▸ **TEXT SECTION**
begin

Cockroft Column: Oklahoma's Budget Bills

House lawmakers spent a painstakingly drawn out day debating appropriations bills that form the state budget Friday. Although I supported most of what was negotiated between the governor and legislative leaders, I could not support one bill that essentially borrowed money to pay the bills for this year’s budget.

The proposed budget protects core government agencies like education, public safety, health and human services to a greater extent than other agencies. The cut for K-12 schools was held to 4.1 percent, a tough cut I would have liked to spread out more among less important areas of government spending. I was pleased though that supplemental funding was found for ad valorem reimbursements, which is money the state is behind on paying to certain schools.

I was also pleased that Rural Economic Action Plan funding remained in the budget, despite a cut. This funding helps volunteer fire departments keep our community safe. We also held public safety to a 4 percent cut. The Department of Corrections, which has to contend with a growing prison population, was held to a 0.5 percent cut that should prevent the furlough of corrections officers.

end

▸ **RAW DATA**

begin

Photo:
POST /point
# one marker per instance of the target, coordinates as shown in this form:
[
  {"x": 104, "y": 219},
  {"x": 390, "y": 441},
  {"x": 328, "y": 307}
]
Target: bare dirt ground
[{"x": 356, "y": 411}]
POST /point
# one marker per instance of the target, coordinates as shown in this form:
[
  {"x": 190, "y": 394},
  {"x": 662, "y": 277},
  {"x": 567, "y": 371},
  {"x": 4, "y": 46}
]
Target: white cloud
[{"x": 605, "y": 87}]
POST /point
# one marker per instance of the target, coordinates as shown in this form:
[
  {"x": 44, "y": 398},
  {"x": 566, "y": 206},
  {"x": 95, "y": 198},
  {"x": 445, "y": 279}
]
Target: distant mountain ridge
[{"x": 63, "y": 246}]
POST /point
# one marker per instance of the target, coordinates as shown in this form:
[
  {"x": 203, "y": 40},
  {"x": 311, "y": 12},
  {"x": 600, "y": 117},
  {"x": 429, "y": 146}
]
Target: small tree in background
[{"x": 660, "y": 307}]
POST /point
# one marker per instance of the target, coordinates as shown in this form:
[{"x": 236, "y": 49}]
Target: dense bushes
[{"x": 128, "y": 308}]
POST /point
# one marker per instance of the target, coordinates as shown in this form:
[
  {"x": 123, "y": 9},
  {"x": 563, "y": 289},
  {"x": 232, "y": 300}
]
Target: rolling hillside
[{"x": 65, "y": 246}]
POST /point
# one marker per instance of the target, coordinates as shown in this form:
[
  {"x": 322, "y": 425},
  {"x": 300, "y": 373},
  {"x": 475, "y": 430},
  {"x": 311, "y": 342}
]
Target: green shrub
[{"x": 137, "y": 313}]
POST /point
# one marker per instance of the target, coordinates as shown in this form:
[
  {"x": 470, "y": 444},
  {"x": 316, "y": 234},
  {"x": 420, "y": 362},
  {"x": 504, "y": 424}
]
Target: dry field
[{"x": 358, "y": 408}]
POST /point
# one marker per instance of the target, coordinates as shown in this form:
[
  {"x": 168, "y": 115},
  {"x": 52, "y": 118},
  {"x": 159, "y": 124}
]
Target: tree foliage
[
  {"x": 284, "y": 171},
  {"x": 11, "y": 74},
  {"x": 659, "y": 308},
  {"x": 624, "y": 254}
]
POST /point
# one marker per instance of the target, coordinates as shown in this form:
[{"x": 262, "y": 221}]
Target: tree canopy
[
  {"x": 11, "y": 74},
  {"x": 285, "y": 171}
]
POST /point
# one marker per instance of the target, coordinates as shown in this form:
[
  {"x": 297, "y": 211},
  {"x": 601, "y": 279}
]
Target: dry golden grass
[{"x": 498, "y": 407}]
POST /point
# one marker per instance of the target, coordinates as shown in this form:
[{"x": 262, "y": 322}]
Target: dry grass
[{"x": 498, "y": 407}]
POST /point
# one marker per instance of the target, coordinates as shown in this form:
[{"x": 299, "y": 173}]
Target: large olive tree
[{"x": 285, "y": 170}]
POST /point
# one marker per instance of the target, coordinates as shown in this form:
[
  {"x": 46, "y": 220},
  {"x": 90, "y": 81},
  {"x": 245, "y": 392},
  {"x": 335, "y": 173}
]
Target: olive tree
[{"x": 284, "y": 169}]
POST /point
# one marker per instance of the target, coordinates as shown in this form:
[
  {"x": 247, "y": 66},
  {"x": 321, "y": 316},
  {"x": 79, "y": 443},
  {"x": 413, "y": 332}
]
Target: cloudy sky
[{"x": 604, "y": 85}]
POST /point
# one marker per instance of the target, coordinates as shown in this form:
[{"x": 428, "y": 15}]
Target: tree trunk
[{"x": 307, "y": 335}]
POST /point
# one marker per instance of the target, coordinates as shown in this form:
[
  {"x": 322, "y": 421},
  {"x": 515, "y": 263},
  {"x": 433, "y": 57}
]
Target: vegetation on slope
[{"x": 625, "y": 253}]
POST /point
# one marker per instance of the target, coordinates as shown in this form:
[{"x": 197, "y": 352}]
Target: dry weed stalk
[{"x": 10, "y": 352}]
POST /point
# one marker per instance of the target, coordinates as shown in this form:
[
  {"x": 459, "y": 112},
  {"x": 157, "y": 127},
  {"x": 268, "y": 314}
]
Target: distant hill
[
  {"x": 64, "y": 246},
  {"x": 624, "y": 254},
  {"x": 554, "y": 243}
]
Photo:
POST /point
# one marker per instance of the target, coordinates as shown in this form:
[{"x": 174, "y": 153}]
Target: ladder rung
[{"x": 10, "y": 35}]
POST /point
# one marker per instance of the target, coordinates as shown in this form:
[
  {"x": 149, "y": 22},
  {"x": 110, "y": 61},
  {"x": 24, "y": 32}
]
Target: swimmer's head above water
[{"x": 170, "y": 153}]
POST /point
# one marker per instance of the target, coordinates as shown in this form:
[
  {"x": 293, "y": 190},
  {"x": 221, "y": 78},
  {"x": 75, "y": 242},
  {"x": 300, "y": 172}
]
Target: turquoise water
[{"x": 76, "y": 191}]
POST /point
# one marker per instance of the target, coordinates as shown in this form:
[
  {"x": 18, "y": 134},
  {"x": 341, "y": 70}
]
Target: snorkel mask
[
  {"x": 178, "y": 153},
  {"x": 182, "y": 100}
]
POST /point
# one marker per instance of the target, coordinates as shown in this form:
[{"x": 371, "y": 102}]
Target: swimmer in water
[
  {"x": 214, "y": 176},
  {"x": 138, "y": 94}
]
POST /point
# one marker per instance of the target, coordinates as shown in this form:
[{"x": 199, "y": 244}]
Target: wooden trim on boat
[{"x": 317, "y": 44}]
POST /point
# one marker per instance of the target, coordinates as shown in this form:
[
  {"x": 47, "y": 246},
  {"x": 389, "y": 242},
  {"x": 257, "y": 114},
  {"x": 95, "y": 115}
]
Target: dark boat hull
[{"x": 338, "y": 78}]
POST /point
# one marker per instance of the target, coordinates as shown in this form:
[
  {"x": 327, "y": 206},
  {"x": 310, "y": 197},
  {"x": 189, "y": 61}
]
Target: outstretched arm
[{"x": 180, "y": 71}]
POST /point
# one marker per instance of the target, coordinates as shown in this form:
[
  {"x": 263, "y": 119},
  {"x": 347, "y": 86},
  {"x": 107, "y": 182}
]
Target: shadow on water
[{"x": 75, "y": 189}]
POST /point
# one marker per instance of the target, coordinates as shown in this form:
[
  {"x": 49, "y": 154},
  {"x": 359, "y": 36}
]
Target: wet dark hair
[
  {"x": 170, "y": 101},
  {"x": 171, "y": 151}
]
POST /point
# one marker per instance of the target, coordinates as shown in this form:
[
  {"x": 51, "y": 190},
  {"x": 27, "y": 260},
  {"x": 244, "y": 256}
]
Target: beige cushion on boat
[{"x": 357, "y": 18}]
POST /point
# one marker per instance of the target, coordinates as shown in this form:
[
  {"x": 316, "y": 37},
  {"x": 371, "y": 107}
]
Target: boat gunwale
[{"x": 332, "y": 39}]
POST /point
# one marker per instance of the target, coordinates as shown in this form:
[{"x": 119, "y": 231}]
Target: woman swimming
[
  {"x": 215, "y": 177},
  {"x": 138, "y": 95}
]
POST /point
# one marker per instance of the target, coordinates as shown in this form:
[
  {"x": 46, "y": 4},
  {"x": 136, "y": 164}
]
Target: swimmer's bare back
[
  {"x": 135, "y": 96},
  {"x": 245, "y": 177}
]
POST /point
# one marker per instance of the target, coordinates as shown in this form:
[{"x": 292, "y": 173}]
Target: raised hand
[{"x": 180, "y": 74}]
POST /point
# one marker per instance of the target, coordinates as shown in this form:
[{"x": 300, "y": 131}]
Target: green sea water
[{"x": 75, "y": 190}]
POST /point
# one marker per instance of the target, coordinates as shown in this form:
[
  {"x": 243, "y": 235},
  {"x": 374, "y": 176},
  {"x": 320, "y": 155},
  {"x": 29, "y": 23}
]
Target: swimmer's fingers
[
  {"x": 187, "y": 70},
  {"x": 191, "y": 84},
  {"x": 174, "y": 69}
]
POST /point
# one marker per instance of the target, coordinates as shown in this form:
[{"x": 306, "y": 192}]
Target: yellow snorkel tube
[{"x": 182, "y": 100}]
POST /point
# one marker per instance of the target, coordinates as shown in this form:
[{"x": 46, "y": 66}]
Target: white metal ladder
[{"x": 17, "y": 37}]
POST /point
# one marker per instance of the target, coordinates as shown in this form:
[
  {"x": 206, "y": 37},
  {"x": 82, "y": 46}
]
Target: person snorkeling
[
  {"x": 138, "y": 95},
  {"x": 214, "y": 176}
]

end
begin

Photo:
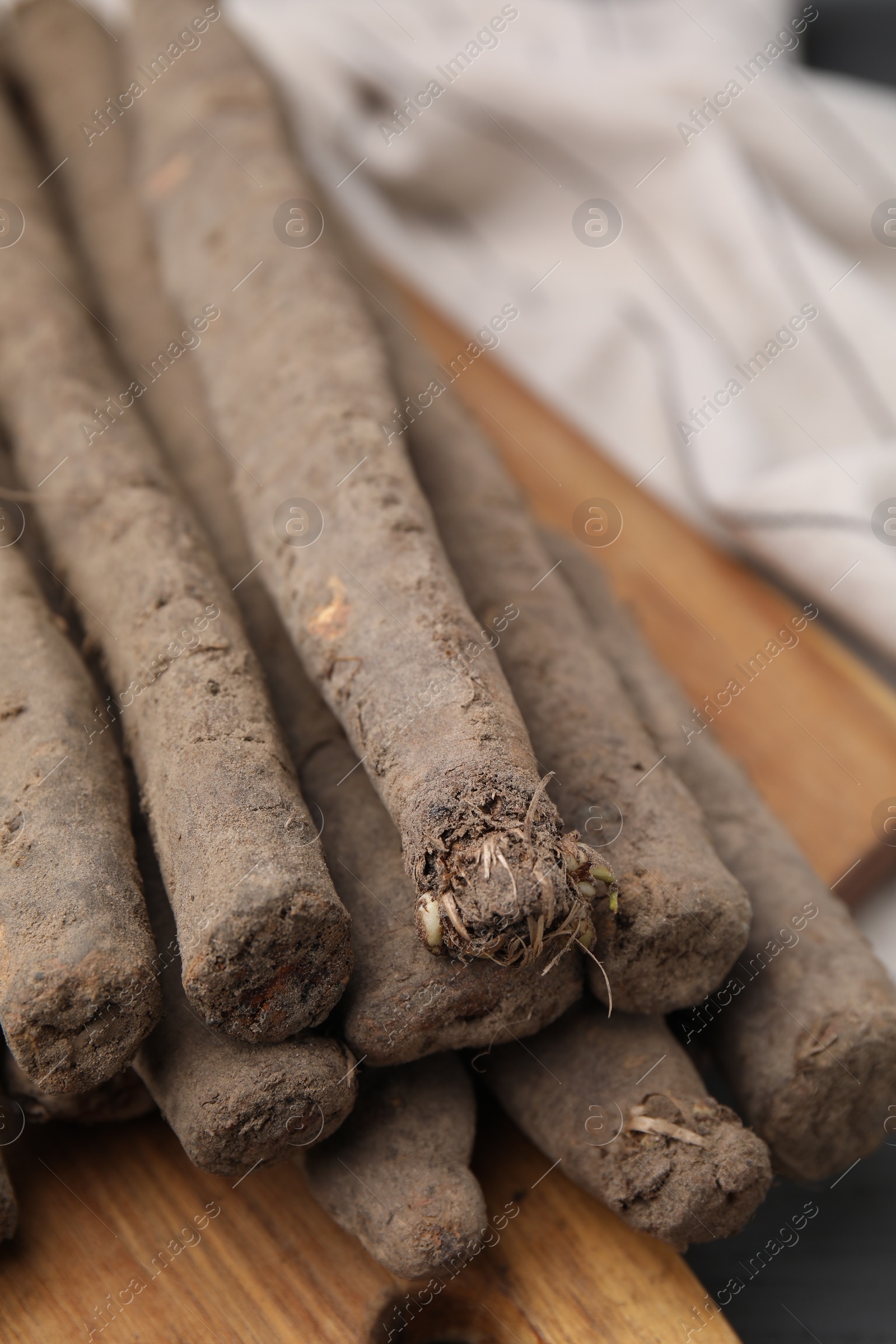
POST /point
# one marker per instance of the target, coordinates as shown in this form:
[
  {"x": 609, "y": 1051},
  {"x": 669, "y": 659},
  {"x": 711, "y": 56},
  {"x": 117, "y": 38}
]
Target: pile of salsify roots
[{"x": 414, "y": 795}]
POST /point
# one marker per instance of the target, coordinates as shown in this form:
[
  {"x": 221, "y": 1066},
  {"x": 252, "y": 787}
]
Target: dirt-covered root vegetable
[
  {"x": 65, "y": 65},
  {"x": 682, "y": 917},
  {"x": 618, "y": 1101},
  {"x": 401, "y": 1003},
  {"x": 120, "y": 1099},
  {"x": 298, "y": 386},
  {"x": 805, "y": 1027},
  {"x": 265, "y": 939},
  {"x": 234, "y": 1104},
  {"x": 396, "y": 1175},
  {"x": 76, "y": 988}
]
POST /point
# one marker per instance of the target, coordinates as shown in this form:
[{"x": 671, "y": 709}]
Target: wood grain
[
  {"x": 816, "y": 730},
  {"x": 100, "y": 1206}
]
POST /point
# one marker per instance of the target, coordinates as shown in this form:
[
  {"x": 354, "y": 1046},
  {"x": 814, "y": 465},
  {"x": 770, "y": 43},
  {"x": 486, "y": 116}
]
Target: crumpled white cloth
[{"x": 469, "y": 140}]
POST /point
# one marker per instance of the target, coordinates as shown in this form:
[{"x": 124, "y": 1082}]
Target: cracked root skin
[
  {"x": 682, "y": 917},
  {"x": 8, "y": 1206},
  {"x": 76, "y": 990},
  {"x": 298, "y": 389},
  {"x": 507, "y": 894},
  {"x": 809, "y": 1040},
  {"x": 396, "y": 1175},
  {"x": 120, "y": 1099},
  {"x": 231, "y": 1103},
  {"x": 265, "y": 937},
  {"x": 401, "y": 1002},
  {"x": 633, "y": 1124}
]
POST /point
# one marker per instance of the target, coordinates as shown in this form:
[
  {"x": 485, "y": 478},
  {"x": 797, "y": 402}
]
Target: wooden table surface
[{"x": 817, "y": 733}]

end
begin

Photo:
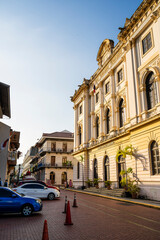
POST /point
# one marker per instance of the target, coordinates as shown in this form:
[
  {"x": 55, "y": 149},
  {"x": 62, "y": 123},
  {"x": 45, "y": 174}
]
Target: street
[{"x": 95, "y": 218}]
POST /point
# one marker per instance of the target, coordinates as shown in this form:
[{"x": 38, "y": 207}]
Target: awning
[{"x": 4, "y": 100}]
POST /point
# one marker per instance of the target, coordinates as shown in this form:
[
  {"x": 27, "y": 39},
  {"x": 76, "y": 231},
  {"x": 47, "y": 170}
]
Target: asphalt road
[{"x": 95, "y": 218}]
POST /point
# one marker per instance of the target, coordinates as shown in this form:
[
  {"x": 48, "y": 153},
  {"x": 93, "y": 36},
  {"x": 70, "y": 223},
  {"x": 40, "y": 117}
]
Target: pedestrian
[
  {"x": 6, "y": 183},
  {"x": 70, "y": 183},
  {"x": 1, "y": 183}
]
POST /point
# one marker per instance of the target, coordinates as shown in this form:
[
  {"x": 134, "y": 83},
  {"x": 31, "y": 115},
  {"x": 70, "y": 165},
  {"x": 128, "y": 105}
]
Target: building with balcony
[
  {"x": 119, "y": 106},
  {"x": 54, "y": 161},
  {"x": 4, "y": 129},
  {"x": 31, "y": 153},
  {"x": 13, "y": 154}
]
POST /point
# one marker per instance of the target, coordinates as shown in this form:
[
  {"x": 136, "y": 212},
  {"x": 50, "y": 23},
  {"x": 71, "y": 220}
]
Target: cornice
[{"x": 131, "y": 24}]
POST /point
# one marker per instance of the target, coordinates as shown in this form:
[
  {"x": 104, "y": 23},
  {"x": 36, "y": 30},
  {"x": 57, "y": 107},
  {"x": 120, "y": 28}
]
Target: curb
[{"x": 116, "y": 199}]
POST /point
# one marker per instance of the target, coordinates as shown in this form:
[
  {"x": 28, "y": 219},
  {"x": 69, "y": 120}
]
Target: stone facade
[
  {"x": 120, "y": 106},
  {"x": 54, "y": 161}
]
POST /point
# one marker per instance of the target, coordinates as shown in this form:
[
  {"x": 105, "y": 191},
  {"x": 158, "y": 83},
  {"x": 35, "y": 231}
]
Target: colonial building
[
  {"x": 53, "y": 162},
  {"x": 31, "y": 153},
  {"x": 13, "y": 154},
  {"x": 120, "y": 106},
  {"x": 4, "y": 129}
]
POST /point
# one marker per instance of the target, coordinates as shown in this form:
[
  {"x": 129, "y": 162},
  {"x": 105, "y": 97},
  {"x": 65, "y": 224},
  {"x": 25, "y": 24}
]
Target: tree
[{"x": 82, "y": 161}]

end

▸ **GOAL 1**
In the budget column, what percentage cut was the Department of Corrections held to?
▸ **GOAL 2**
Extract everything in the budget column from "House lawmakers spent" down to "to certain schools.", word for word.

▸ **WORKED SOLUTION 1**
0.5 percent

▸ **WORKED SOLUTION 2**
House lawmakers spent a painstakingly drawn out day debating appropriations bills that form the state budget Friday. Although I supported most of what was negotiated between the governor and legislative leaders, I could not support one bill that essentially borrowed money to pay the bills for this year’s budget.

The proposed budget protects core government agencies like education, public safety, health and human services to a greater extent than other agencies. The cut for K-12 schools was held to 4.1 percent, a tough cut I would have liked to spread out more among less important areas of government spending. I was pleased though that supplemental funding was found for ad valorem reimbursements, which is money the state is behind on paying to certain schools.